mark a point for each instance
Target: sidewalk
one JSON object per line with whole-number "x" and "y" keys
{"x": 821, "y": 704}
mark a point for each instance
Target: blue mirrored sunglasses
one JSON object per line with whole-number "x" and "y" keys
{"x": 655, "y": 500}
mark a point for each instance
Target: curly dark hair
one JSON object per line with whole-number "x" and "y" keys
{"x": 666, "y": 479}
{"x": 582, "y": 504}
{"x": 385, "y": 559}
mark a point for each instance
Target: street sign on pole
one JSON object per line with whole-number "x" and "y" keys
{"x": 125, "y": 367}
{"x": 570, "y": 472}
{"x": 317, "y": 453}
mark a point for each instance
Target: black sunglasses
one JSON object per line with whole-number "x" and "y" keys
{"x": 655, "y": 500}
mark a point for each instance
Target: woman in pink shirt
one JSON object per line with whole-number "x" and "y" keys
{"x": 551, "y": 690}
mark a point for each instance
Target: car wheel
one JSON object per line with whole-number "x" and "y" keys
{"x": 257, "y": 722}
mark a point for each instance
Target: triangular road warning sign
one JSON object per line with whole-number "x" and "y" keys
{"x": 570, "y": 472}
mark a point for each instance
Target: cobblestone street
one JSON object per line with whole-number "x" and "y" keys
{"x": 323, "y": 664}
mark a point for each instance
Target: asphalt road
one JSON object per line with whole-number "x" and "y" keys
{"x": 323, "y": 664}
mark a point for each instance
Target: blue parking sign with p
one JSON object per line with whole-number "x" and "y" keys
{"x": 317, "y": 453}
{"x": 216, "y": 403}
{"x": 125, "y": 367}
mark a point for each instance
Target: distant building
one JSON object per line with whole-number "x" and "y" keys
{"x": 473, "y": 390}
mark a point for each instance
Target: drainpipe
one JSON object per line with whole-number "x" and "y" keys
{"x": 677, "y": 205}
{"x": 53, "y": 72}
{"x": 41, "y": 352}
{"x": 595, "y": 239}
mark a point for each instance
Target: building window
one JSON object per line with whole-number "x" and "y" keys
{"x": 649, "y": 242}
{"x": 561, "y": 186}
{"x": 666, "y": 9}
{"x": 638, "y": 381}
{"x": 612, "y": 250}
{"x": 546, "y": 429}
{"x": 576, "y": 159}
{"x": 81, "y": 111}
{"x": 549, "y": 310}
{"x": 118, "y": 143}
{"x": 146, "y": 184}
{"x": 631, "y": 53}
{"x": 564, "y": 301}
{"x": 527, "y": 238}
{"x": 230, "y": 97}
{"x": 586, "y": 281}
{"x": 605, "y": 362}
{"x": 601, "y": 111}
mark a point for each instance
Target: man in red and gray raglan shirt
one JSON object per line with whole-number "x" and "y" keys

= = = =

_Problem details_
Pull out every line of the records that contains the string "sign". Case counts.

_Exercise response_
Target: street sign on pole
Target: triangular road warning sign
Target: blue parking sign with p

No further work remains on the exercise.